What you will do =
From the records below, copy each line that has the word "window" in it.
━━━━━━━━━━
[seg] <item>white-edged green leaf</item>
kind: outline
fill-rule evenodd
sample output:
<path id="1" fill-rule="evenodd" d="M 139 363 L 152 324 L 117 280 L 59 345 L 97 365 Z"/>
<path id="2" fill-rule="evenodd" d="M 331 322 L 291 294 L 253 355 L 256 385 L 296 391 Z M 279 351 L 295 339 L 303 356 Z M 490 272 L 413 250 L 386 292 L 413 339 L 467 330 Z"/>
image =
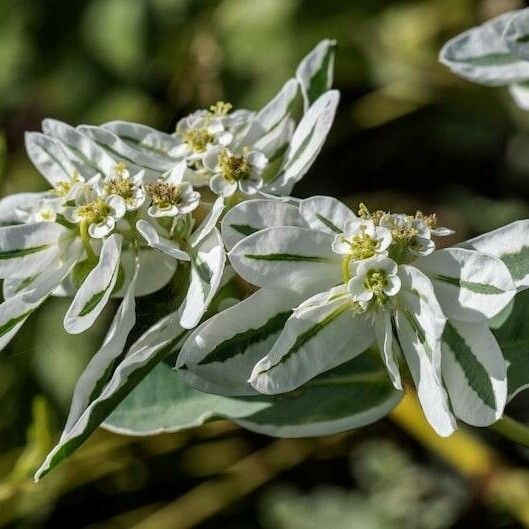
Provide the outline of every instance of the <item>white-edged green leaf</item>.
<path id="1" fill-rule="evenodd" d="M 253 145 L 253 148 L 262 152 L 268 158 L 268 167 L 264 173 L 264 179 L 270 179 L 275 174 L 270 174 L 269 167 L 273 164 L 279 169 L 283 156 L 285 155 L 292 135 L 294 134 L 295 123 L 292 118 L 285 117 L 274 129 L 261 136 Z"/>
<path id="2" fill-rule="evenodd" d="M 288 117 L 297 93 L 297 81 L 289 79 L 274 98 L 254 116 L 248 132 L 240 141 L 241 146 L 253 145 Z"/>
<path id="3" fill-rule="evenodd" d="M 493 329 L 507 361 L 509 400 L 529 388 L 529 290 L 514 298 L 510 313 Z"/>
<path id="4" fill-rule="evenodd" d="M 211 233 L 211 230 L 217 225 L 223 211 L 224 197 L 218 197 L 215 202 L 213 202 L 206 218 L 189 238 L 189 244 L 191 246 L 198 246 L 198 244 L 200 244 L 200 242 Z"/>
<path id="5" fill-rule="evenodd" d="M 268 185 L 271 193 L 283 194 L 305 176 L 331 130 L 339 100 L 339 92 L 329 90 L 308 109 L 294 131 L 283 167 Z"/>
<path id="6" fill-rule="evenodd" d="M 250 384 L 260 393 L 286 393 L 365 351 L 374 339 L 371 325 L 350 309 L 339 299 L 295 311 Z"/>
<path id="7" fill-rule="evenodd" d="M 514 12 L 502 35 L 502 40 L 516 57 L 529 60 L 529 9 Z"/>
<path id="8" fill-rule="evenodd" d="M 196 327 L 206 312 L 222 279 L 226 253 L 217 228 L 214 228 L 191 252 L 191 280 L 182 303 L 180 325 Z"/>
<path id="9" fill-rule="evenodd" d="M 143 150 L 132 147 L 107 128 L 81 125 L 77 127 L 77 130 L 108 151 L 114 158 L 123 160 L 127 165 L 145 169 L 148 177 L 155 177 L 170 171 L 175 165 L 172 159 L 147 154 Z"/>
<path id="10" fill-rule="evenodd" d="M 189 387 L 180 372 L 161 363 L 103 427 L 141 436 L 231 419 L 248 430 L 276 437 L 320 436 L 373 423 L 389 413 L 400 397 L 380 362 L 368 355 L 320 375 L 295 394 L 276 397 L 202 393 Z"/>
<path id="11" fill-rule="evenodd" d="M 443 312 L 450 319 L 489 320 L 516 294 L 507 266 L 486 253 L 446 248 L 421 258 L 416 266 L 432 281 Z"/>
<path id="12" fill-rule="evenodd" d="M 447 437 L 457 426 L 441 378 L 441 335 L 446 320 L 433 285 L 422 272 L 404 265 L 399 276 L 402 289 L 395 314 L 399 344 L 428 422 Z"/>
<path id="13" fill-rule="evenodd" d="M 178 312 L 167 315 L 131 345 L 97 398 L 90 402 L 71 428 L 63 431 L 59 442 L 36 472 L 36 480 L 77 450 L 156 364 L 178 350 L 187 332 L 180 327 L 179 318 Z"/>
<path id="14" fill-rule="evenodd" d="M 301 87 L 305 111 L 332 87 L 335 48 L 335 40 L 322 40 L 299 63 L 296 78 Z"/>
<path id="15" fill-rule="evenodd" d="M 180 250 L 175 242 L 160 235 L 150 222 L 143 219 L 139 220 L 136 223 L 136 229 L 151 248 L 159 250 L 173 259 L 179 259 L 181 261 L 190 260 L 186 252 Z"/>
<path id="16" fill-rule="evenodd" d="M 72 396 L 72 404 L 64 430 L 71 430 L 90 402 L 101 393 L 112 374 L 114 363 L 122 355 L 128 335 L 136 323 L 136 302 L 134 289 L 138 278 L 138 266 L 127 293 L 121 302 L 108 329 L 103 345 L 92 357 L 83 371 Z"/>
<path id="17" fill-rule="evenodd" d="M 163 288 L 174 276 L 178 266 L 178 262 L 173 257 L 143 246 L 138 249 L 137 256 L 140 269 L 134 292 L 136 297 L 147 296 Z M 136 252 L 129 249 L 122 250 L 123 286 L 112 292 L 112 297 L 121 298 L 125 295 L 127 285 L 134 275 L 135 260 Z"/>
<path id="18" fill-rule="evenodd" d="M 81 255 L 82 246 L 74 241 L 63 261 L 50 263 L 27 289 L 21 290 L 0 304 L 0 351 L 11 341 L 20 327 L 68 275 Z"/>
<path id="19" fill-rule="evenodd" d="M 55 119 L 45 119 L 42 122 L 42 130 L 47 136 L 59 140 L 74 156 L 94 172 L 105 176 L 113 174 L 118 159 L 113 158 L 105 149 L 74 127 Z"/>
<path id="20" fill-rule="evenodd" d="M 178 357 L 186 381 L 199 391 L 220 395 L 251 395 L 248 383 L 301 301 L 288 290 L 263 288 L 237 305 L 216 314 L 187 339 Z"/>
<path id="21" fill-rule="evenodd" d="M 0 199 L 0 227 L 20 224 L 21 211 L 36 207 L 46 193 L 15 193 Z"/>
<path id="22" fill-rule="evenodd" d="M 483 323 L 448 321 L 442 337 L 442 372 L 456 416 L 472 426 L 490 426 L 503 415 L 507 364 Z"/>
<path id="23" fill-rule="evenodd" d="M 333 197 L 314 196 L 301 201 L 299 212 L 307 224 L 336 236 L 345 229 L 345 223 L 356 215 Z"/>
<path id="24" fill-rule="evenodd" d="M 299 208 L 282 200 L 245 200 L 228 210 L 221 222 L 222 239 L 228 250 L 239 241 L 264 228 L 272 226 L 298 226 L 306 224 Z"/>
<path id="25" fill-rule="evenodd" d="M 26 132 L 24 141 L 29 159 L 52 187 L 69 181 L 78 169 L 57 139 L 40 132 Z"/>
<path id="26" fill-rule="evenodd" d="M 239 241 L 229 253 L 235 271 L 260 287 L 304 291 L 307 298 L 339 282 L 341 261 L 323 231 L 275 226 Z"/>
<path id="27" fill-rule="evenodd" d="M 529 287 L 529 220 L 518 220 L 459 244 L 499 257 L 518 289 Z"/>
<path id="28" fill-rule="evenodd" d="M 520 82 L 520 83 L 509 85 L 509 93 L 514 99 L 514 102 L 522 110 L 529 110 L 529 84 L 528 83 Z"/>
<path id="29" fill-rule="evenodd" d="M 389 378 L 396 389 L 402 389 L 402 380 L 400 376 L 399 364 L 397 357 L 400 352 L 397 340 L 393 332 L 391 315 L 388 311 L 382 311 L 377 314 L 375 319 L 375 336 L 380 351 L 380 356 L 388 370 Z"/>
<path id="30" fill-rule="evenodd" d="M 62 253 L 70 230 L 54 222 L 0 228 L 0 278 L 21 278 L 43 272 Z"/>
<path id="31" fill-rule="evenodd" d="M 64 328 L 79 334 L 92 326 L 112 294 L 119 271 L 121 235 L 104 240 L 99 262 L 86 276 L 64 316 Z"/>
<path id="32" fill-rule="evenodd" d="M 182 143 L 175 136 L 139 123 L 110 121 L 102 125 L 102 127 L 119 136 L 132 147 L 140 149 L 148 155 L 160 157 L 163 160 L 175 160 L 175 158 L 169 156 L 169 151 Z"/>
<path id="33" fill-rule="evenodd" d="M 504 38 L 515 13 L 501 15 L 449 40 L 439 60 L 461 77 L 484 85 L 504 86 L 529 79 L 529 62 L 514 55 Z"/>

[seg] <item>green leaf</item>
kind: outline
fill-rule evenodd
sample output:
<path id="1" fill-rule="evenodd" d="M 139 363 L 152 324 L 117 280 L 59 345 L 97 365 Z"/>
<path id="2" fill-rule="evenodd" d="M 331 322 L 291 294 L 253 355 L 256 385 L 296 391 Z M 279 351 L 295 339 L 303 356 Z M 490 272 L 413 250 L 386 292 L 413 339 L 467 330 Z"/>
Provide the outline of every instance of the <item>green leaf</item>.
<path id="1" fill-rule="evenodd" d="M 516 295 L 510 314 L 493 332 L 509 363 L 508 395 L 512 399 L 529 387 L 529 290 Z"/>
<path id="2" fill-rule="evenodd" d="M 327 435 L 386 415 L 401 393 L 378 359 L 365 354 L 280 396 L 222 397 L 187 386 L 180 373 L 158 365 L 105 421 L 127 435 L 177 432 L 211 419 L 232 419 L 277 437 Z"/>

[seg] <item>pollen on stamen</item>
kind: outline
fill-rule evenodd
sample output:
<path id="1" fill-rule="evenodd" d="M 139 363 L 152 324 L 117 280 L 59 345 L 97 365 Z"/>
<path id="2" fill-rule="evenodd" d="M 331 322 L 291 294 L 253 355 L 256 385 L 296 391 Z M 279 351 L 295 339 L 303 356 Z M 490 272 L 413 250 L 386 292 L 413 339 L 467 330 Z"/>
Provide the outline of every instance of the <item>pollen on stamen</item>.
<path id="1" fill-rule="evenodd" d="M 230 181 L 237 182 L 250 177 L 252 166 L 245 154 L 235 154 L 224 149 L 219 155 L 219 168 L 222 176 Z"/>
<path id="2" fill-rule="evenodd" d="M 215 141 L 215 137 L 206 128 L 191 129 L 182 134 L 183 140 L 194 152 L 204 152 L 208 145 Z"/>
<path id="3" fill-rule="evenodd" d="M 225 101 L 217 101 L 214 105 L 209 107 L 209 110 L 215 116 L 226 116 L 233 108 L 231 103 Z"/>
<path id="4" fill-rule="evenodd" d="M 177 206 L 182 200 L 182 189 L 179 184 L 168 184 L 158 181 L 146 186 L 147 193 L 151 197 L 152 203 L 160 208 Z"/>
<path id="5" fill-rule="evenodd" d="M 89 224 L 99 224 L 100 222 L 103 222 L 110 213 L 110 206 L 102 198 L 89 202 L 84 206 L 80 206 L 78 210 L 79 217 Z"/>

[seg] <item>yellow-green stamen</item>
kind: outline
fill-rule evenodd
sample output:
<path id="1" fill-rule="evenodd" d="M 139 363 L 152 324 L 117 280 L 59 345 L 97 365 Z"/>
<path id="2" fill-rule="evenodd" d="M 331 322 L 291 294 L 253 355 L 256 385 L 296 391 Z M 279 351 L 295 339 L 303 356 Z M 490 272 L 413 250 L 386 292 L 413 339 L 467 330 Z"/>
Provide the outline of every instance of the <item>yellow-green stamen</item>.
<path id="1" fill-rule="evenodd" d="M 229 182 L 246 180 L 252 173 L 252 166 L 244 154 L 235 154 L 224 149 L 219 155 L 222 176 Z"/>
<path id="2" fill-rule="evenodd" d="M 168 184 L 158 181 L 146 186 L 147 193 L 151 197 L 152 203 L 160 209 L 167 209 L 177 206 L 182 202 L 182 189 L 179 184 Z"/>

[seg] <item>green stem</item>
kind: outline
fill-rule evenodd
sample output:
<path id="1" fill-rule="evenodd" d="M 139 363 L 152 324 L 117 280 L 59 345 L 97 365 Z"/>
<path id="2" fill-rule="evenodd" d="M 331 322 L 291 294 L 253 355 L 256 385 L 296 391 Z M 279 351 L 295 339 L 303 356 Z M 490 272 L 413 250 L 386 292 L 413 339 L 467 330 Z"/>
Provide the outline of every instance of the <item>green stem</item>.
<path id="1" fill-rule="evenodd" d="M 88 233 L 88 223 L 84 221 L 81 222 L 79 231 L 81 234 L 81 240 L 83 241 L 83 246 L 84 246 L 88 260 L 97 261 L 96 254 L 94 253 L 94 250 L 92 249 L 92 245 L 90 244 L 90 235 Z"/>
<path id="2" fill-rule="evenodd" d="M 529 448 L 529 427 L 511 417 L 504 415 L 491 426 L 491 429 L 503 437 Z"/>

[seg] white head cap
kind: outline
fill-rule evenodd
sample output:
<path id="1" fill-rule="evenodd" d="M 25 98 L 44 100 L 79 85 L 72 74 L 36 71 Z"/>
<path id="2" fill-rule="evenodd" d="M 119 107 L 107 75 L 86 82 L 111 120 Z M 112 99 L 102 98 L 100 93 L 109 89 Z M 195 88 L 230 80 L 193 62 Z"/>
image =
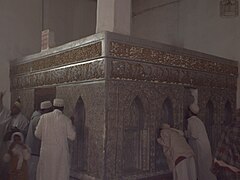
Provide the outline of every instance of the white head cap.
<path id="1" fill-rule="evenodd" d="M 162 129 L 168 129 L 168 128 L 170 128 L 170 125 L 167 124 L 167 123 L 163 123 L 163 124 L 161 125 L 161 128 L 162 128 Z"/>
<path id="2" fill-rule="evenodd" d="M 63 99 L 54 99 L 53 100 L 53 106 L 55 107 L 64 107 L 64 101 Z"/>
<path id="3" fill-rule="evenodd" d="M 41 102 L 40 108 L 41 109 L 49 109 L 52 107 L 51 101 L 43 101 Z"/>
<path id="4" fill-rule="evenodd" d="M 199 113 L 199 106 L 196 103 L 192 103 L 189 106 L 189 109 L 194 113 L 194 114 L 198 114 Z"/>
<path id="5" fill-rule="evenodd" d="M 23 134 L 21 132 L 13 133 L 12 136 L 11 136 L 11 142 L 14 141 L 14 136 L 19 136 L 21 138 L 21 142 L 24 142 L 24 136 L 23 136 Z"/>

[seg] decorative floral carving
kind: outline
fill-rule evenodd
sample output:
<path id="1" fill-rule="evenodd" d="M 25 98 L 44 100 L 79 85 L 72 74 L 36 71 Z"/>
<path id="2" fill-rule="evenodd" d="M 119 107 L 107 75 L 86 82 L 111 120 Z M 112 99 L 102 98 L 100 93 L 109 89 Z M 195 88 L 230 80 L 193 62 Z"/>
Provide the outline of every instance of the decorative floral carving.
<path id="1" fill-rule="evenodd" d="M 14 76 L 12 77 L 11 88 L 22 89 L 74 81 L 101 79 L 104 78 L 104 74 L 104 61 L 92 61 L 30 75 Z"/>
<path id="2" fill-rule="evenodd" d="M 186 54 L 167 52 L 121 42 L 110 42 L 110 55 L 154 64 L 174 66 L 209 73 L 237 76 L 237 66 Z"/>
<path id="3" fill-rule="evenodd" d="M 97 42 L 32 62 L 13 65 L 11 66 L 10 70 L 11 74 L 26 74 L 34 71 L 46 70 L 66 64 L 76 63 L 87 59 L 96 59 L 101 55 L 102 43 Z"/>
<path id="4" fill-rule="evenodd" d="M 112 79 L 236 89 L 236 77 L 130 61 L 112 61 Z"/>
<path id="5" fill-rule="evenodd" d="M 238 16 L 238 0 L 221 0 L 220 1 L 220 15 L 225 17 Z"/>

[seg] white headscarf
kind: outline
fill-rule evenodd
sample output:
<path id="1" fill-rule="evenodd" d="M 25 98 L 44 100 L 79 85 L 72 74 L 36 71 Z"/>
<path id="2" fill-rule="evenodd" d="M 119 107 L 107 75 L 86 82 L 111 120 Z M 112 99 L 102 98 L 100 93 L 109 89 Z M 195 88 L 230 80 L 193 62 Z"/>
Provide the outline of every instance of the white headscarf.
<path id="1" fill-rule="evenodd" d="M 23 142 L 23 141 L 24 141 L 23 134 L 22 134 L 21 132 L 15 132 L 15 133 L 13 133 L 13 134 L 12 134 L 12 136 L 11 136 L 11 143 L 13 143 L 13 142 L 14 142 L 14 136 L 16 136 L 16 135 L 20 137 L 20 139 L 21 139 L 21 142 Z"/>
<path id="2" fill-rule="evenodd" d="M 12 134 L 11 143 L 14 142 L 14 136 L 16 136 L 16 135 L 21 138 L 21 142 L 23 143 L 24 137 L 23 137 L 23 134 L 21 132 L 15 132 L 15 133 Z M 22 163 L 23 163 L 23 147 L 19 144 L 16 144 L 14 146 L 14 148 L 12 149 L 12 153 L 14 155 L 18 156 L 17 170 L 19 170 L 19 169 L 22 168 Z"/>

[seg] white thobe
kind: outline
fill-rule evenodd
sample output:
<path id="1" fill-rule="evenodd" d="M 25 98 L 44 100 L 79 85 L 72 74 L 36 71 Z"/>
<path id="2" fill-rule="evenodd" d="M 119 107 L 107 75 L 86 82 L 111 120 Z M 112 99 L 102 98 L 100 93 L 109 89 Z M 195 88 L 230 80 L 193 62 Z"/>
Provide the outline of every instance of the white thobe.
<path id="1" fill-rule="evenodd" d="M 174 180 L 196 180 L 196 166 L 195 160 L 192 157 L 188 157 L 177 164 L 173 170 Z"/>
<path id="2" fill-rule="evenodd" d="M 216 180 L 210 171 L 212 165 L 211 146 L 206 128 L 197 116 L 188 118 L 187 136 L 189 145 L 196 155 L 198 180 Z"/>
<path id="3" fill-rule="evenodd" d="M 163 146 L 163 152 L 169 169 L 173 171 L 174 180 L 196 180 L 194 153 L 187 144 L 183 132 L 173 128 L 163 129 L 158 142 Z M 186 159 L 175 165 L 179 157 Z"/>
<path id="4" fill-rule="evenodd" d="M 76 137 L 71 120 L 55 109 L 40 117 L 35 136 L 42 140 L 37 180 L 68 180 L 68 139 L 74 140 Z"/>

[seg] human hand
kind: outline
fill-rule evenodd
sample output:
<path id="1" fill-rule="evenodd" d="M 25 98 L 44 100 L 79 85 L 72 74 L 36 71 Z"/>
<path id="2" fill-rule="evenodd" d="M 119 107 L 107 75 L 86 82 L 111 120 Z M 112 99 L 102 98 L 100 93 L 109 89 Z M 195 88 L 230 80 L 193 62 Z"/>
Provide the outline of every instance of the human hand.
<path id="1" fill-rule="evenodd" d="M 21 143 L 19 143 L 19 144 L 23 147 L 23 149 L 27 149 L 26 144 L 24 144 L 23 142 L 21 142 Z"/>
<path id="2" fill-rule="evenodd" d="M 9 146 L 9 150 L 12 150 L 17 143 L 15 141 L 12 142 L 12 144 Z"/>

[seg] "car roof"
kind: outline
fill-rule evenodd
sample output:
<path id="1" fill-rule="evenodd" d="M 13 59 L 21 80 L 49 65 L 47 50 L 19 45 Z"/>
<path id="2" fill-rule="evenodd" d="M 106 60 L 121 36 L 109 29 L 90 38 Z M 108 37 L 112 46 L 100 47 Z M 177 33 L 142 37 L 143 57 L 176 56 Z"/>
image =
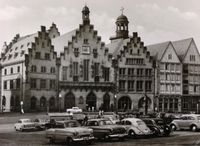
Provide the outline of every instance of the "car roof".
<path id="1" fill-rule="evenodd" d="M 21 120 L 21 121 L 27 121 L 27 120 L 30 120 L 31 121 L 31 119 L 19 119 L 19 120 Z"/>
<path id="2" fill-rule="evenodd" d="M 65 120 L 65 121 L 57 121 L 56 123 L 68 123 L 68 122 L 78 122 L 76 120 Z"/>
<path id="3" fill-rule="evenodd" d="M 88 121 L 107 121 L 108 119 L 103 119 L 103 118 L 100 118 L 100 119 L 90 119 L 90 120 L 88 120 Z"/>
<path id="4" fill-rule="evenodd" d="M 197 116 L 200 116 L 200 115 L 199 114 L 184 114 L 181 117 L 183 117 L 183 116 L 194 116 L 194 117 L 197 117 Z"/>
<path id="5" fill-rule="evenodd" d="M 128 121 L 142 121 L 139 118 L 124 118 L 123 120 L 128 120 Z"/>

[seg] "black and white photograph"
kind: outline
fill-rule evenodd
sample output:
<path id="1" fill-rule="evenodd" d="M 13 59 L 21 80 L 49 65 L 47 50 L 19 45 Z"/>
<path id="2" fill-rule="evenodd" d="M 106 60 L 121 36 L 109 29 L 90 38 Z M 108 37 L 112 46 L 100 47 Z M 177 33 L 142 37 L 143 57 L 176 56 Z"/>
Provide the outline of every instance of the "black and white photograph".
<path id="1" fill-rule="evenodd" d="M 199 0 L 0 0 L 0 146 L 200 146 Z"/>

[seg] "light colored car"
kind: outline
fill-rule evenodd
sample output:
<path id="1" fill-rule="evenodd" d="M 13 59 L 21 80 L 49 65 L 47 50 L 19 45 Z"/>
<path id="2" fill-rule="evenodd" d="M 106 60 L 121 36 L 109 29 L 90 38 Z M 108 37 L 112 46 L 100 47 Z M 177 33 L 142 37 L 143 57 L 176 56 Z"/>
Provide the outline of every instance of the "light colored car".
<path id="1" fill-rule="evenodd" d="M 35 130 L 35 123 L 31 121 L 31 119 L 19 119 L 17 123 L 15 123 L 14 128 L 16 131 L 24 131 L 24 130 Z"/>
<path id="2" fill-rule="evenodd" d="M 98 139 L 118 138 L 123 141 L 127 136 L 124 126 L 113 124 L 108 119 L 91 119 L 85 123 L 85 126 L 94 130 L 94 137 Z"/>
<path id="3" fill-rule="evenodd" d="M 121 120 L 120 124 L 126 127 L 128 136 L 131 138 L 135 138 L 137 136 L 152 135 L 152 131 L 141 119 L 125 118 Z"/>
<path id="4" fill-rule="evenodd" d="M 46 130 L 46 138 L 50 143 L 64 141 L 67 145 L 73 142 L 86 141 L 92 143 L 94 136 L 93 130 L 87 127 L 80 127 L 76 120 L 58 121 L 56 128 Z"/>
<path id="5" fill-rule="evenodd" d="M 82 111 L 83 110 L 80 109 L 79 107 L 72 107 L 72 108 L 66 110 L 66 112 L 69 112 L 69 113 L 80 113 Z"/>
<path id="6" fill-rule="evenodd" d="M 191 130 L 197 131 L 200 129 L 200 115 L 188 114 L 182 115 L 180 119 L 175 119 L 170 124 L 172 130 Z"/>

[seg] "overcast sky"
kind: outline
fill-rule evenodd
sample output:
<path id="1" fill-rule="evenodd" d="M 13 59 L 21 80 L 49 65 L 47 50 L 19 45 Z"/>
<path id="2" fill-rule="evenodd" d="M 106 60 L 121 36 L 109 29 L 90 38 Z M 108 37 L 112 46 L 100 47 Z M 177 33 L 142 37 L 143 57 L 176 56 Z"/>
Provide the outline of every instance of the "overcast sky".
<path id="1" fill-rule="evenodd" d="M 87 3 L 91 23 L 103 41 L 115 34 L 115 20 L 129 19 L 129 34 L 145 45 L 193 37 L 200 48 L 200 0 L 0 0 L 0 44 L 14 35 L 32 34 L 54 22 L 61 34 L 78 28 Z"/>

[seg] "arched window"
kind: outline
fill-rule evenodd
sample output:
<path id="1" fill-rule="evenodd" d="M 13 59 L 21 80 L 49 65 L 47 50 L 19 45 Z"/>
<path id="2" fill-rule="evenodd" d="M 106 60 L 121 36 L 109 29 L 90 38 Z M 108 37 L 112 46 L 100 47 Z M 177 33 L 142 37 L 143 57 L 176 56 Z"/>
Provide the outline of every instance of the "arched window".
━━━━━━━━━━
Result of the task =
[seg] "arched window"
Provide the outline of every instance of the "arched window".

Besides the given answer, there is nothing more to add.